(Instructions for the task) Copy out every one of the rows below, swapping each "moose" for "elk" and leaving all other text unchanged.

(Given data)
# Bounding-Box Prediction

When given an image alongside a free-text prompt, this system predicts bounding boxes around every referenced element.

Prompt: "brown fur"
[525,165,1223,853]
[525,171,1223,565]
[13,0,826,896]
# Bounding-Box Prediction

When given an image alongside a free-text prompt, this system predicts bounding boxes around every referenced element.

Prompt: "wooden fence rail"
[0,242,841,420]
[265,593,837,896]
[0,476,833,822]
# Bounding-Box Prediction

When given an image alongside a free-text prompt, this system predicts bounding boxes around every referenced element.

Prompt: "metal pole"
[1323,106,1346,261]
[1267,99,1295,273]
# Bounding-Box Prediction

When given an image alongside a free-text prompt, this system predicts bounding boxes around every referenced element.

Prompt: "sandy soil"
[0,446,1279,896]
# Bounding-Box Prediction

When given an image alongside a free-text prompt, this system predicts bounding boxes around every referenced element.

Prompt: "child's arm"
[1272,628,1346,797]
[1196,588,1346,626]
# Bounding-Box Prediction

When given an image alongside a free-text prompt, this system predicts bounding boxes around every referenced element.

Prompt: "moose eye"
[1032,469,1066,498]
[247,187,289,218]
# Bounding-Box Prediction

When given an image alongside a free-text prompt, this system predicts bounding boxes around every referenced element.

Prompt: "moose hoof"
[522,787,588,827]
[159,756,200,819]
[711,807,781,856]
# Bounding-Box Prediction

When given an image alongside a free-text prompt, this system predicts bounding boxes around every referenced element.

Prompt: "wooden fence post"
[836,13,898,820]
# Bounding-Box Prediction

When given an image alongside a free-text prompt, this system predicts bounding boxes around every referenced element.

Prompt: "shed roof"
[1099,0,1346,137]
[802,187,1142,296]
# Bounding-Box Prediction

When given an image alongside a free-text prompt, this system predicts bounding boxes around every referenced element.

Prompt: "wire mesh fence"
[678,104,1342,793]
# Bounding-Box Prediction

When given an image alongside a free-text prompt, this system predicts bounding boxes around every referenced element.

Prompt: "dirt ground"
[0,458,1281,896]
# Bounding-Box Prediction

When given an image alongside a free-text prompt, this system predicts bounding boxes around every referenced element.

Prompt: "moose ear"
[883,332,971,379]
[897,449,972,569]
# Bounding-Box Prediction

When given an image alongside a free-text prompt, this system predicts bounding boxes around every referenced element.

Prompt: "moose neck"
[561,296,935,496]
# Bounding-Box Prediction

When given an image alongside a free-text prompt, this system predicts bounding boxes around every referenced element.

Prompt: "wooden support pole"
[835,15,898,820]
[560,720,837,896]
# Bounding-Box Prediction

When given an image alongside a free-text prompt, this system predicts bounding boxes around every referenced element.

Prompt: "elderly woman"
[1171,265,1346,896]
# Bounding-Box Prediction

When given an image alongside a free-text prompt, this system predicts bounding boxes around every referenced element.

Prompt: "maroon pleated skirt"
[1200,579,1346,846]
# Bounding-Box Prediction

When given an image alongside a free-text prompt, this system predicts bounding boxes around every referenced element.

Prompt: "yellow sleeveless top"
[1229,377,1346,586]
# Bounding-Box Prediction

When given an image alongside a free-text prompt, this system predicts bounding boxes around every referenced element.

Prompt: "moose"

(Reply to the exercise)
# Bounding-Box Prediction

When given an image alongside a free-text prompt, this system predicts bounding boxes around every referenced element.

Prompt: "brown fur"
[525,165,1223,853]
[525,171,1223,565]
[13,0,826,896]
# Bounding-Box Prediction

When given an image alongside a free-text prompt, this system predicts bounding boxes around every referenced element.

Prompt: "wooden fence rail"
[0,242,841,420]
[265,593,837,896]
[0,476,833,822]
# Bounding-Box Prediction

When given an image alongside a free-text prompt, this system predicts bounding boxes around every referenced element.

Prompt: "metal pole"
[1323,106,1346,261]
[1267,99,1295,273]
# Bounding-Box Prediction

When given an image alongside a free-text prompt, this system predicts bounding boxes around every referenced element.

Prompt: "sandy soil"
[0,446,1279,896]
# Bounding-Box Prediction

When given an image alongside a free-text prompt, this system predicts bounding boxes around every referenced element.

Prompt: "child's arm"
[1272,628,1346,797]
[1196,588,1346,626]
# Bounding-Box Prediction

When given an image alongside a free-text prompt, this system predicts bounding boxes around every referenced element.

Prompt: "elk eye"
[1032,469,1066,498]
[247,187,289,218]
# Bounding-Box Prediction

When given an image alongside a free-text prompt, this system predicts bounding boxes around every referenced element.

Prompt: "elk hoof"
[522,787,588,827]
[159,756,200,819]
[711,807,781,856]
# Bounding-Box Prediction

When given an image alongside a free-text prompt, this system predicts bounding boxes around every referenced element.

Prompt: "wooden fence post"
[836,13,898,820]
# Bounding-Box Prediction

When given an image alongside a free-text prompt, this system predicts bounding boxes around every referenced element.

Prompt: "shed roof"
[1099,0,1346,137]
[802,187,1142,296]
# Bounding-Box Prediction

When given an image alongside a free-text prompt, this system predicts bounding boxes around every referenced element.

Prompt: "wire mesh fence"
[678,104,1342,793]
# Bounding-Box Prediction

When given an image alongside a free-text prompt, this system predicts bounding boxes around every referenced element.

Prompt: "dirt ground"
[0,458,1281,896]
# Bounding-Box Prediction

When given an image alongside a free-text prompt, this system predicts bounding boxes around every referenced element.

Prompt: "elk ear"
[883,332,971,379]
[897,449,972,569]
# Bounding-Box Prediction

When given an image alongside a free-text prompt, this system predicts bounding boxes around every referenced element.

Prompt: "elk neck"
[561,296,935,496]
# Bounding-Box Prediction

When given an image alongside a free-text prompt, this system predicts bounding boxes around every referenced element.

Prompt: "wooden support pole"
[835,15,898,820]
[560,720,837,896]
# Bounding-Box Prediction

When given an image alongside a free-text prompt, this system predicts bounding boxes around every referenced element.

Prompt: "elderly woman"
[1171,265,1346,896]
# Bounding-Box Prediction

When given an image alongside a free-text prompt, this system predicts bounding boxes around every referenced element.

Prompt: "maroon pleated skirt"
[1200,579,1346,846]
# Bounding-Box Prediction

When given an image alongside a free-text prompt, this system predicts bounding boxes around every referenced element.

Prompt: "yellow sleeveless top"
[1229,377,1346,586]
# Bounding-Box Prediction

When given an image alongside a free-text prompt, this system predicts bounding boxes around every referenced element.

Prompt: "elk"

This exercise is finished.